:: SUPPLIED PASSAGE ::
[START]

Page MenuHomePhabricator

harvest microformats
Open, Needs TriagePublic

Description

Some data in Wikipedia is easier to extract from the rendered html than from the templates, and it puts the values into microformats. There may also be other webpages which use microformats which could be used to extract information and add it to wikidata. I expect this should be done in a new script, but it would be based on script harvest_templates.py

https://en.wikipedia.org/wiki/Help:Microformats .

birthdate and deathdate are good examples, where on English Wikipedia they are placed in special spans, using a constant format.

[END]

:: SHORT TASK 1 ::
Convert the records, from their first line through the line containing "[[391, 446]]", inclusive, into a Markdown table with the columns Row and Record line, omitting any blank lines.
The records have no connection to the text on harvesting microformats.

:: RECORDS TO USE ::
[START]

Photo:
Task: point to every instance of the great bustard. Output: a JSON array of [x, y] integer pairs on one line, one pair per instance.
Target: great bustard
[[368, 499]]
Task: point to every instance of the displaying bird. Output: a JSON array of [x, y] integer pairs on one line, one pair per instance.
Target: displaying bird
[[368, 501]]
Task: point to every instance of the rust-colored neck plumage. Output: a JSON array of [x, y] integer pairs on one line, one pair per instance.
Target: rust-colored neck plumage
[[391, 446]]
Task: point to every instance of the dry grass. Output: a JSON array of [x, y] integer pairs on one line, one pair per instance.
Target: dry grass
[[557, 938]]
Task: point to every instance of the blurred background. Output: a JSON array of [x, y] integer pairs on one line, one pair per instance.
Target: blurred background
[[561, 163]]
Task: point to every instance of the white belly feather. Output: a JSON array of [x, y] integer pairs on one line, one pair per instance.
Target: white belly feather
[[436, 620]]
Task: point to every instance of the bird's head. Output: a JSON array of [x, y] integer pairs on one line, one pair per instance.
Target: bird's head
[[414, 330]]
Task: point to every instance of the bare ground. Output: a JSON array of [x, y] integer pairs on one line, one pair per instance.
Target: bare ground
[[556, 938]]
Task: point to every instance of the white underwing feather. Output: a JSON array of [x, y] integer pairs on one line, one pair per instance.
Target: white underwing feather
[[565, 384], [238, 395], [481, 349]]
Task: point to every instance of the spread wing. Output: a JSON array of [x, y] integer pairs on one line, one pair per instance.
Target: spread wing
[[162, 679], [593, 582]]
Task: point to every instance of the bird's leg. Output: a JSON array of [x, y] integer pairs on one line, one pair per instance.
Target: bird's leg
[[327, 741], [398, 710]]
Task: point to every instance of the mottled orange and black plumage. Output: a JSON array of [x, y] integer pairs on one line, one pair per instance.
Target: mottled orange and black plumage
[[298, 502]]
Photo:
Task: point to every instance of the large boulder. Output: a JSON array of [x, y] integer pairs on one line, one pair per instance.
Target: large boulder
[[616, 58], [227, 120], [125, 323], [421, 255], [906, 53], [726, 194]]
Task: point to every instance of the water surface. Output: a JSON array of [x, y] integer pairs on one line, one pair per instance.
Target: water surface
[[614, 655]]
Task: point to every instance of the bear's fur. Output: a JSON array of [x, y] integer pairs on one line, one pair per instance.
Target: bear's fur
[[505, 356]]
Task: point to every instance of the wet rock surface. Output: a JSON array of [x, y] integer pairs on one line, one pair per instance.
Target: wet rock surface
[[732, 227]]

[END]

:: SHORT TASK 2 ::
Carry on the text about harvesting microformats for Wikidata from its last sentence.

:: EXERCISE ANSWER 1 ::
| Row | Record line |
|---|---|
| 1 | Photo: |
| 2 | Task: point to every instance of the great bustard. Output: a JSON array of [x, y] integer pairs on one line, one pair per instance. |
| 3 | Target: great bustard |
| 4 | [[368, 499]] |
| 5 | Task: point to every instance of the displaying bird. Output: a JSON array of [x, y] integer pairs on one line, one pair per instance. |
| 6 | Target: displaying bird |
| 7 | [[368, 501]] |
| 8 | Task: point to every instance of the rust-colored neck plumage. Output: a JSON array of [x, y] integer pairs on one line, one pair per instance. |
| 9 | Target: rust-colored neck plumage |
| 10 | [[391, 446]] |

:: EXERCISE ANSWER 2 ::
view-source:https://en.wikipedia.org/wiki/Benjamin_Franklin

<span class="bday">1706-01-17</span>
<span class="dday deathdate">1790-04-17</span>

The {{Persondata}} template is relatively easy to parse the template, but it is also well labelled in the HTML. https://en.wikipedia.org/wiki/Wikipedia:Persondata

<table id="persondata" class="persondata noprint" style="border:1px solid #aaa; display:none; speak:none;">
<tr>
<th colspan="2"><a href="/wiki/Wikipedia:Persondata" title="Wikipedia:Persondata">Persondata</a></th>
</tr>
<tr>
<td class="persondata-label" style="color:#aaa;">Name</td>
<td>Franklin, Benjamin</td>
</tr>
<tr>
<td class="persondata-label" style="color:#aaa;">Alternative names</td>
<td></td>
</tr>
<tr>
<td class="persondata-label" style="color:#aaa;">Short description</td>
<td>American printer, writer, politician</td>
</tr>
<tr>
<td class="persondata-label" style="color:#aaa;">Date of birth</td>
<td>January 17, 1706</td>
</tr>
<tr>
<td class="persondata-label" style="color:#aaa;">Place of birth</td>
<td>Boston, Massachusetts</td>
</tr>
<tr>
<td class="persondata-label" style="color:#aaa;">Date of death</td>
<td>April 17, 1790</td>
</tr>
<tr>
<td class="persondata-label" style="color:#aaa;">Place of death</td>
<td><a href="/wiki/Philadelphia" title="Philadelphia">Philadelphia</a>, Pennsylvania</td>
</tr>
</table>

More at https://en.wikipedia.org/wiki/Wikipedia:Metadata

A list of templates which generate microformats is at https://en.wikipedia.org/wiki/Category:Templates_generating_microformats , and sample pages can be found by using 'whatlinkshere'.

e.g. vcard with fn org can be seen in the source of the infobox here:

view-source:https://en.wikipedia.org/wiki/Manchester_Ship_Canal

Event Timeline

jayvdb raised the priority of this task from to Needs Triage.
jayvdb updated the task description. (Show Details)
jayvdb added a project: Pywikibot-Wikidata.
jayvdb changed Security from none to None.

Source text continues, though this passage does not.